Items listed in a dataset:
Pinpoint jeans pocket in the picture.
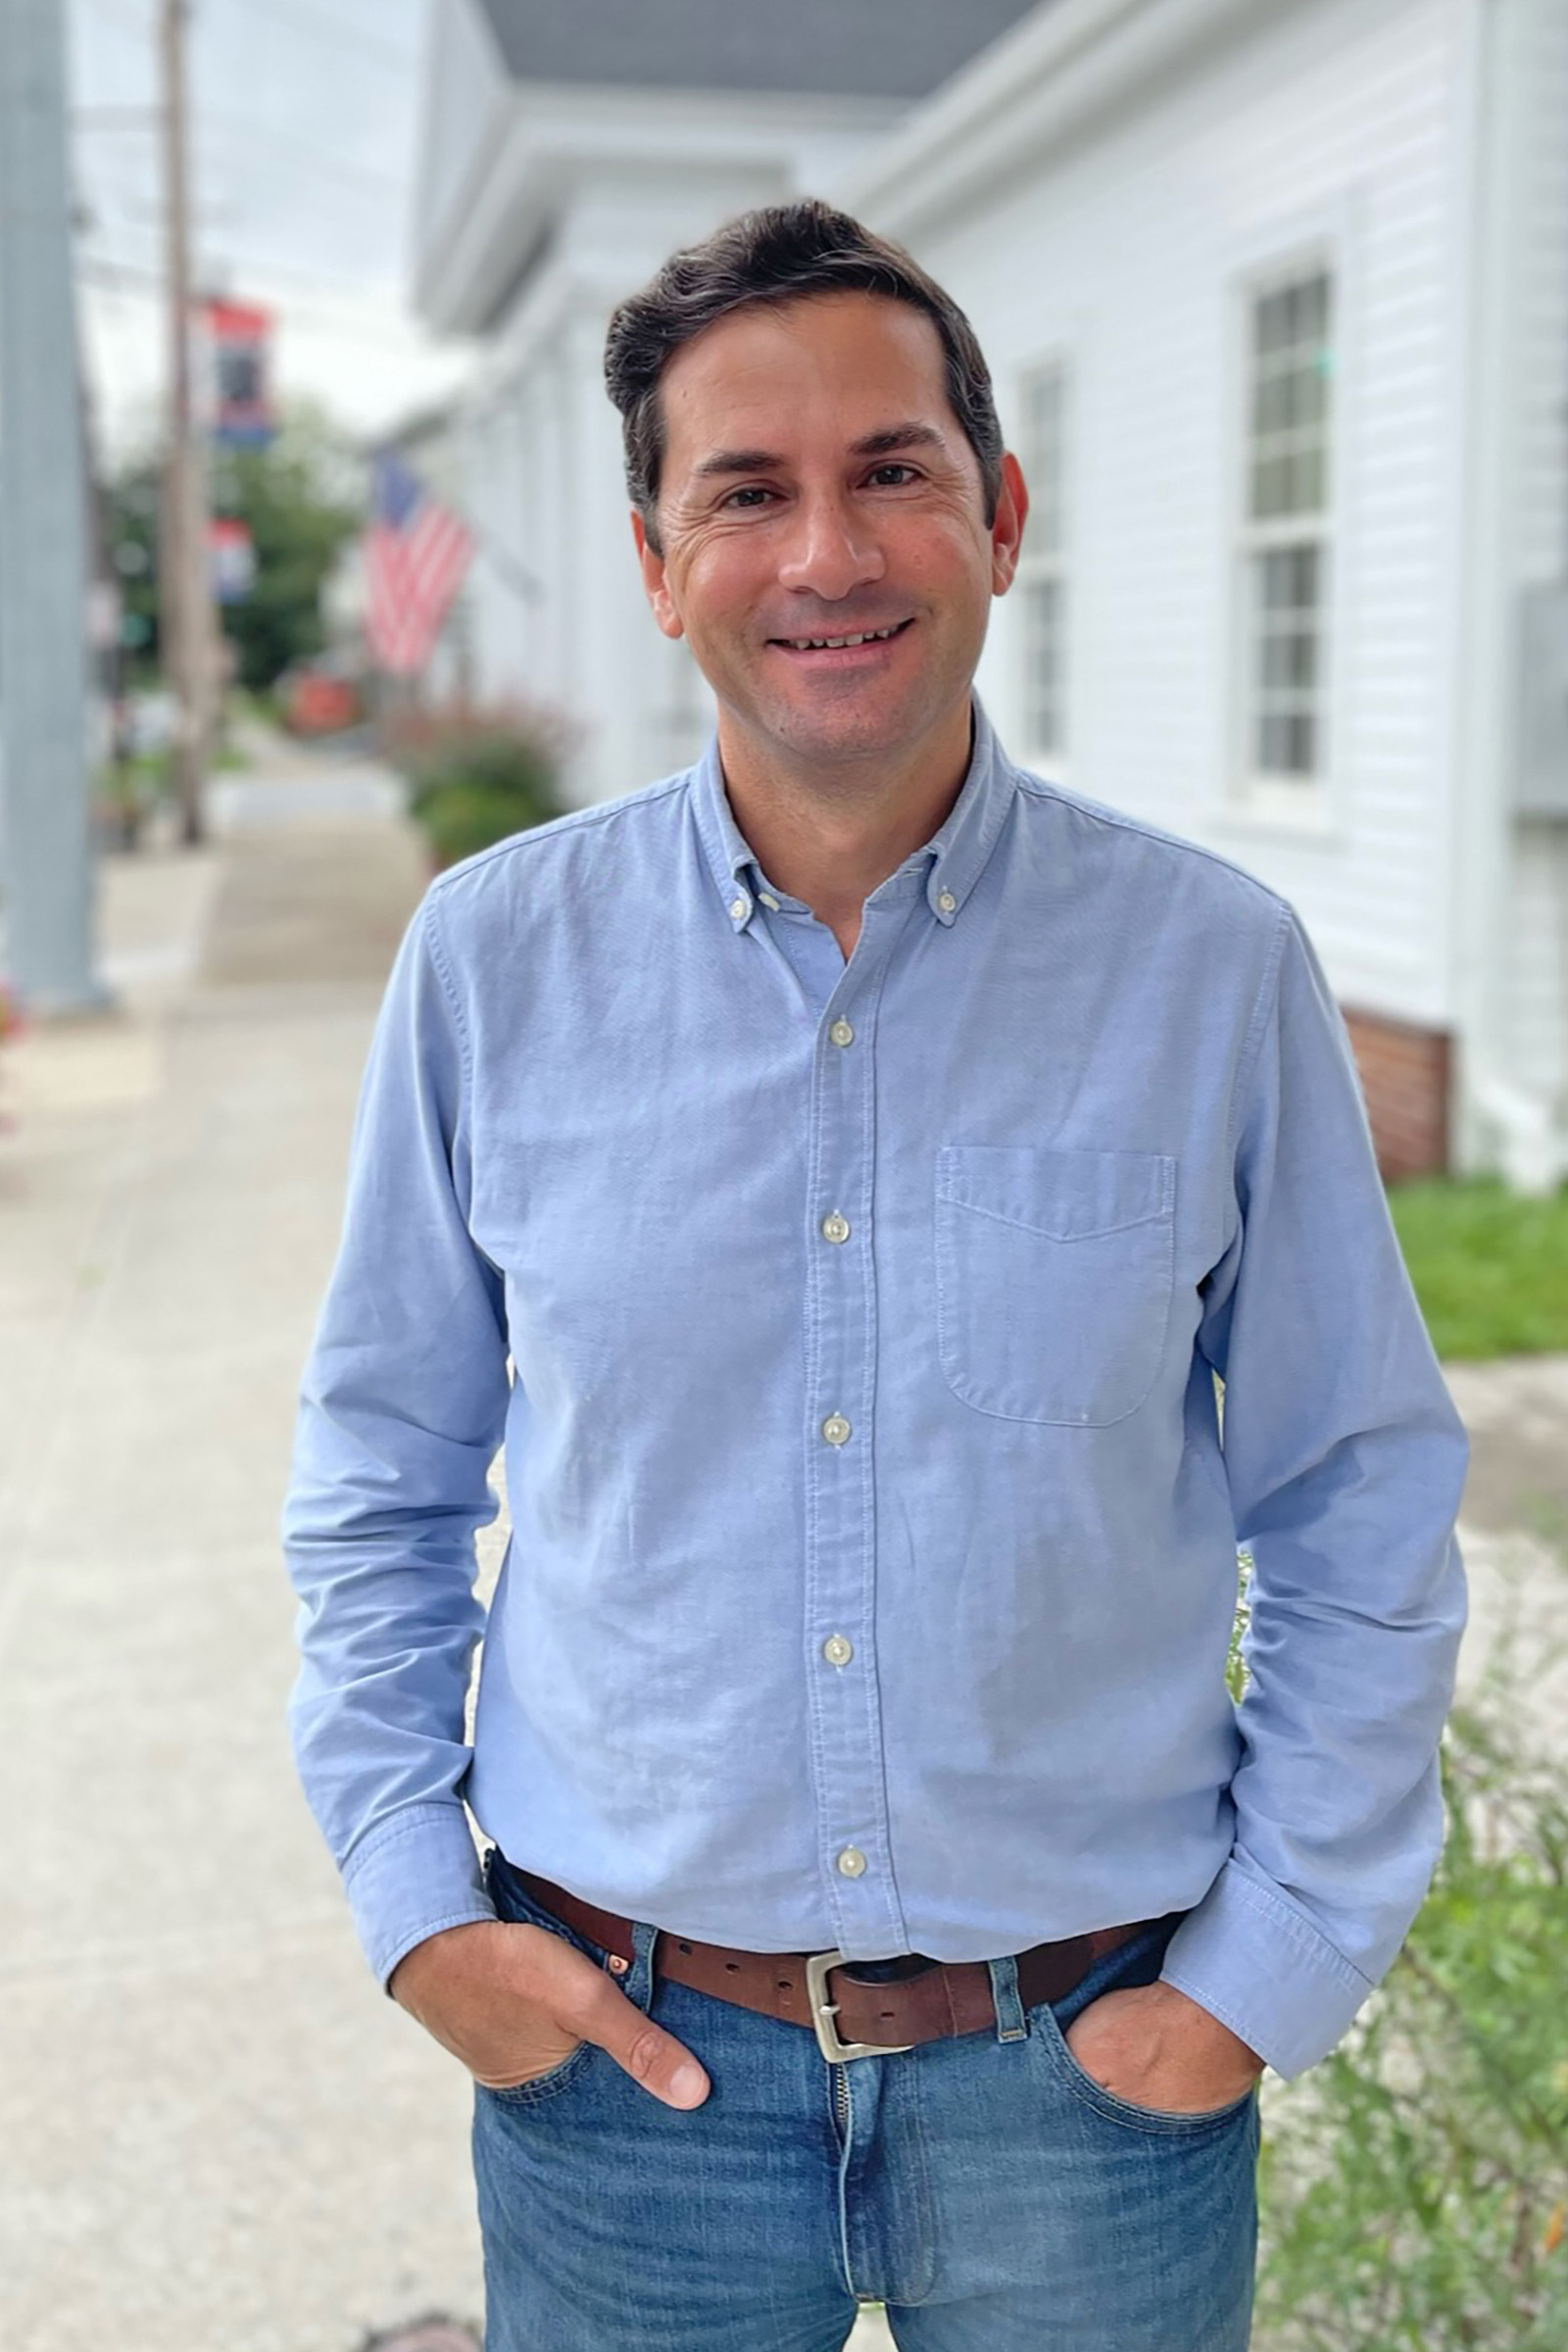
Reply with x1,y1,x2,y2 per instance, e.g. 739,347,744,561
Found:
481,2037,597,2108
479,1850,605,2106
935,1145,1176,1426
1032,1994,1258,2135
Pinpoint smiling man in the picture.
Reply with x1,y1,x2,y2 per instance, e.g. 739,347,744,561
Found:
283,202,1467,2351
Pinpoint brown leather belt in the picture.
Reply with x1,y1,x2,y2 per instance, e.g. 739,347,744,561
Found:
513,1866,1166,2063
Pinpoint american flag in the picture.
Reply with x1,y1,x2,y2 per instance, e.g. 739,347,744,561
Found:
364,450,473,677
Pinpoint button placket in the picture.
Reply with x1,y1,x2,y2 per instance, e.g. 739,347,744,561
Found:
802,919,912,1955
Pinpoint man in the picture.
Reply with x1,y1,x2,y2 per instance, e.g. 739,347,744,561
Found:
283,201,1467,2350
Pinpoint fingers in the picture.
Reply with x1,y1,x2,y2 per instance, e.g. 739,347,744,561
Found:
389,1913,711,2111
563,1958,710,2110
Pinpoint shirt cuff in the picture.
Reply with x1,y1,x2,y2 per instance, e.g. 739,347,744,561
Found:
341,1799,498,1991
1157,1853,1374,2080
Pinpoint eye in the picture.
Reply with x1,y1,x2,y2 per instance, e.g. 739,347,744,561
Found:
866,463,921,488
720,485,776,510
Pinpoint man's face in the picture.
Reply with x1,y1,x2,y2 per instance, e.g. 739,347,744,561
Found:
633,290,1026,772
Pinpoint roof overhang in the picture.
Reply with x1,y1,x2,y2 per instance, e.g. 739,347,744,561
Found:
414,74,902,336
835,0,1306,240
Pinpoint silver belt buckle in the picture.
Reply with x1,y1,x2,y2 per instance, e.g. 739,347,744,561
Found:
805,1948,915,2064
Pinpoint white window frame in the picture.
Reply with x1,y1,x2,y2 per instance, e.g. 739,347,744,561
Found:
1227,244,1342,827
1013,355,1070,774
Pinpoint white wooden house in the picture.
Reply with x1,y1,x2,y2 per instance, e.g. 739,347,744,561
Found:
410,0,1568,1186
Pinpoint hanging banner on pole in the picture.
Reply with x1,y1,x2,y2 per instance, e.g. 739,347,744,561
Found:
209,516,256,603
199,298,275,448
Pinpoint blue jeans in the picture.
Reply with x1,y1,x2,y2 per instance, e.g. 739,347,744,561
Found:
473,1852,1259,2350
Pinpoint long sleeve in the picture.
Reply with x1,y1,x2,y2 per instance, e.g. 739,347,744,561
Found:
282,892,512,1987
1157,905,1469,2079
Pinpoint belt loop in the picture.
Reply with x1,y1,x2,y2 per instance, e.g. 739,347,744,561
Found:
619,1918,659,2016
988,1951,1027,2043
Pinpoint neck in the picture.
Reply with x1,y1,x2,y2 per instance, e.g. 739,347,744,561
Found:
716,699,975,949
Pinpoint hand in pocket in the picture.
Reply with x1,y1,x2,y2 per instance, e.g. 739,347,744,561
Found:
390,1919,710,2107
1064,1981,1262,2115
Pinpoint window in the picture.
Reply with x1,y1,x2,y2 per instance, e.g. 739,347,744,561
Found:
1238,268,1333,790
1016,362,1068,762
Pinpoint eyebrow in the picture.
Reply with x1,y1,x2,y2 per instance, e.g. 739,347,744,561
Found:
688,420,948,482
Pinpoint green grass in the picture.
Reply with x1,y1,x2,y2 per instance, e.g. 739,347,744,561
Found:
1388,1177,1568,1361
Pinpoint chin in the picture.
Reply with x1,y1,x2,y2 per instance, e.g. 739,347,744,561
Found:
765,692,934,764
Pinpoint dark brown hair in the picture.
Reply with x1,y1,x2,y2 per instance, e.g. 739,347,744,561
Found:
603,198,1004,554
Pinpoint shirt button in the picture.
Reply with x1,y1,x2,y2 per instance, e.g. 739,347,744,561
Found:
821,1413,851,1446
828,1017,855,1047
820,1211,850,1244
729,896,749,921
937,889,956,914
822,1633,854,1667
759,891,780,911
836,1846,867,1879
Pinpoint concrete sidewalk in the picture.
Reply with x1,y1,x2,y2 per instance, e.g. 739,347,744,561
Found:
0,758,489,2352
0,741,1556,2352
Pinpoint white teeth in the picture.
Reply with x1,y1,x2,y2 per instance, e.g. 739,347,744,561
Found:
786,623,904,651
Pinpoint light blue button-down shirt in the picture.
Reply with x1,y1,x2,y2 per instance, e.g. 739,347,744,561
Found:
282,704,1467,2080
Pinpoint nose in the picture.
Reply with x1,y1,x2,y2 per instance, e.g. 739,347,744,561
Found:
775,487,886,604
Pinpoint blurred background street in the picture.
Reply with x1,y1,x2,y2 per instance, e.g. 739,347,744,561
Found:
0,736,485,2352
3,0,1568,2345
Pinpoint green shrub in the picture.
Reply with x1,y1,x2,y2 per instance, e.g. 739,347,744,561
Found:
1251,1553,1568,2349
409,782,548,871
384,702,569,869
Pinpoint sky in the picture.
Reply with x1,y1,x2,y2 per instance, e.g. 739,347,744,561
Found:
69,0,474,466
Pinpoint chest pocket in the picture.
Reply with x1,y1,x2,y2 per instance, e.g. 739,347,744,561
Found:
935,1145,1176,1426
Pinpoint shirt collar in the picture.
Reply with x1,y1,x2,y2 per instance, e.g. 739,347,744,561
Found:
692,697,1017,937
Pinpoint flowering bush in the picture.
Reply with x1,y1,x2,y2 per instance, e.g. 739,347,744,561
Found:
380,700,572,870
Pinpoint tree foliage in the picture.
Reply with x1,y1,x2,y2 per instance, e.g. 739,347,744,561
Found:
106,401,363,694
210,403,362,690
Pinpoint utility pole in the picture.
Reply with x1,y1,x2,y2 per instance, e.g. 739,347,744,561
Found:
159,0,214,846
0,0,104,1012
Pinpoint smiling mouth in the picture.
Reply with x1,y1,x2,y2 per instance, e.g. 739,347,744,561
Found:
769,617,915,652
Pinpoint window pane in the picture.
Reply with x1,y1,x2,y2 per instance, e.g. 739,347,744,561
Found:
1287,711,1316,772
1259,548,1297,611
1024,577,1062,755
1261,630,1312,689
1028,369,1060,452
1251,456,1294,519
1257,710,1292,770
1247,269,1334,520
1242,270,1331,790
1030,485,1060,556
1019,364,1065,555
1255,288,1293,355
1252,372,1292,434
1296,272,1329,344
1285,447,1322,514
1291,359,1326,429
1248,547,1324,781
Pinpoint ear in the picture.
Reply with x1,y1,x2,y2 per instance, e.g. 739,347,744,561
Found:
632,510,684,640
988,452,1029,598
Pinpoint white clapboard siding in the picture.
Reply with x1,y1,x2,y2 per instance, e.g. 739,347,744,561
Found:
908,0,1464,1025
1500,0,1568,1100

→ What to produce
All records above must be copied exactly, though the pictures they hold are to be left out.

→ Answer
Pinpoint jeans pocket in the picture.
Reply with x1,y1,x2,y2 per instance, e.g. 739,347,744,561
Found:
481,2037,597,2108
479,1850,605,2106
935,1145,1176,1426
1032,1994,1258,2135
Pinpoint smiling man in the picture.
Reply with x1,y1,x2,y2 per instance, e.g. 739,347,744,561
Found:
283,202,1467,2351
Pinpoint brown leather belt in the picture.
Reply with x1,y1,x2,y2 per instance, e.g. 739,347,744,561
Found:
513,1866,1166,2063
Pinpoint american flag in the picture.
Reply with x1,y1,x2,y2 per instance, e.g. 739,347,744,561
Found:
364,450,473,677
Pinpoint button placket in the picture.
Reply with x1,y1,x2,y2 per instance, e.g. 739,347,744,561
Found:
802,919,912,1955
Pinpoint man in the picture.
Reply with x1,y1,x2,y2 per instance, e.g. 739,347,744,561
Found:
283,201,1467,2350
Pinpoint fingers in the picture.
Reply with x1,y1,x2,y2 per instance, e.g. 739,347,744,561
Found:
389,1913,711,2111
563,1958,710,2110
Pinpoint shirt cuff in the picture.
Reply with x1,y1,x2,y2 per instance, e.g. 739,347,744,561
Found:
341,1799,498,1991
1157,1853,1374,2080
Pinpoint eye in the picture.
Reply with x1,y1,x2,y2 per instance, e.g. 739,347,744,561
Found:
866,463,921,488
720,485,776,510
Pinpoint man's face in the picture.
Reply with x1,y1,x2,y2 per instance, e.g. 739,347,744,561
Found:
633,290,1026,772
Pinpoint roof overhang in the picture.
Reply with x1,y1,x2,y2 per instance, e.g. 739,347,744,561
Found:
414,74,902,336
835,0,1306,240
Pinpoint silver belt buckle in the picture.
Reply with x1,y1,x2,y2 per instance, e.g. 739,347,744,561
Found:
805,1948,915,2064
Pinpoint white window frame in the picture.
Reply with x1,y1,x2,y2 per instance, e.g. 739,347,744,561
Found:
1227,244,1342,827
1013,355,1070,774
Pinpoint white wooden house in the picture.
Reply with x1,y1,x2,y2 per instance, e.g. 739,347,744,561
Found:
410,0,1568,1186
Pinpoint hanging banner on pole in the picture.
Reply with x1,y1,x2,y2 per instance, e.g. 739,347,744,561
Found:
209,516,256,603
199,298,275,448
Pinpoint blue jeans in the picture.
Reply with x1,y1,x2,y2 per instance, e.g. 739,347,744,561
Found:
473,1852,1259,2350
Pinpoint long sleeve in the picture.
Reply with x1,y1,x2,y2 per instance, e.g. 739,347,744,561
Found:
282,892,512,1987
1157,905,1469,2079
Pinpoint belt loop in the picture.
Reply with x1,y1,x2,y2 per instance, e.g. 739,347,744,561
Found:
619,1918,659,2016
988,1951,1027,2043
Pinpoint neck in the picture.
Reply with x1,y1,x2,y2 per instance, e.g. 739,347,744,561
Found:
716,699,975,949
Pinpoint hand in pocket in the picture.
Reply with x1,y1,x2,y2 per instance, e.g. 739,347,744,561
Found:
390,1919,710,2107
1064,1981,1262,2115
Pinpoint window in the picture.
Reply with x1,y1,x2,y2 per instance, e.g. 739,347,744,561
Found:
1238,268,1333,790
1016,362,1068,762
Pinpoint eyebrow in the picture.
Reply with x1,y1,x2,y2 per instance, e.g. 739,347,744,561
Found:
688,420,948,482
Pinpoint green grass in the picture.
Reply with x1,y1,x2,y2 per instance, e.g. 739,347,744,561
Found:
1388,1177,1568,1361
Pinpoint chin in the picture.
Reply with x1,y1,x2,y2 per instance, e.g. 739,347,744,561
Found:
765,692,934,764
Pinpoint dark brown hair in the picture.
Reply with x1,y1,x2,y2 per instance, e.g. 739,347,744,561
Found:
603,198,1004,554
Pinpoint shirt button in the picture.
Reply with x1,y1,x2,y2 per instance, e.g. 739,347,744,561
Found:
821,1413,851,1446
828,1017,855,1047
820,1211,850,1244
729,896,749,921
937,889,956,914
822,1633,854,1667
759,891,780,911
836,1846,867,1879
Pinpoint concrete sidewalk in the picture.
Reply with x1,y1,x2,y2 per instance, e.g. 739,347,744,561
Found:
0,758,489,2352
0,741,1556,2352
Pinpoint white teeth in the picture.
Reply with x1,y1,x2,y2 per instance, e.g. 739,347,744,561
Found:
786,623,904,651
Pinpoint light blue button-down shirt in the picture.
Reply with x1,y1,x2,y2 per instance, e.g. 739,347,744,561
Found:
282,704,1467,2080
Pinpoint nose in the picture.
Reply with x1,y1,x2,y2 per instance, e.g. 739,347,744,561
Found:
775,487,886,604
Pinpoint blurred background street in the picture.
Reply with x1,y1,x2,y2 per instance, e.g. 739,347,744,561
Found:
0,736,485,2352
3,0,1568,2345
Pinpoint green shrub in the picture.
Reply with x1,y1,x2,y2 per instance, e.g. 739,347,744,561
Found:
1251,1553,1568,2349
409,782,548,871
384,702,569,869
Pinpoint sky in the picture.
Reply with x1,y1,x2,y2 per instance, e.g. 739,347,744,561
Found:
69,0,474,466
Pinpoint chest pocket in the picture.
Reply with x1,y1,x2,y2 per instance, e.g. 739,347,744,561
Found:
935,1145,1176,1426
Pinpoint shirt collar in the picture.
Reply with x1,y1,x2,y2 per instance, e.g. 739,347,744,561
Found:
692,697,1017,937
Pinpoint flowering bush in the picture.
Reply with x1,y1,x2,y2 per instance, e.g. 739,347,744,561
Found:
380,700,572,870
Pinpoint tree foliage in the picture.
Reply with x1,y1,x2,y2 per instance, e.g. 739,347,744,561
Found:
106,401,363,694
210,403,362,690
Pinpoint utility pole in the picture.
Reply with x1,y1,x2,y2 per instance, e.g. 739,347,744,561
Found:
159,0,214,846
0,0,104,1012
Pinpoint smiling mouth in the picture.
Reply with x1,y1,x2,y2 per instance, e.g. 739,347,744,561
Found:
769,617,915,652
Pinpoint window pane in the picture.
Reply with x1,y1,x2,y2 per instance, e.g. 739,347,744,561
Found:
1287,711,1316,772
1259,548,1297,611
1024,577,1062,755
1261,630,1312,689
1028,369,1060,452
1251,456,1294,519
1257,710,1292,770
1247,269,1334,520
1242,270,1331,790
1030,485,1060,556
1019,364,1065,555
1255,288,1293,355
1252,372,1292,434
1296,272,1329,344
1285,447,1322,514
1291,359,1326,429
1248,547,1324,781
Pinpoint ear in the picture.
Reply with x1,y1,x2,y2 per instance, e.g. 739,347,744,561
Found:
632,510,684,640
988,452,1029,598
Pinpoint white clapboard siding in the picture.
Reply with x1,y1,x2,y2 per instance, e.g. 739,347,744,561
Found:
908,0,1464,1025
1500,0,1568,1100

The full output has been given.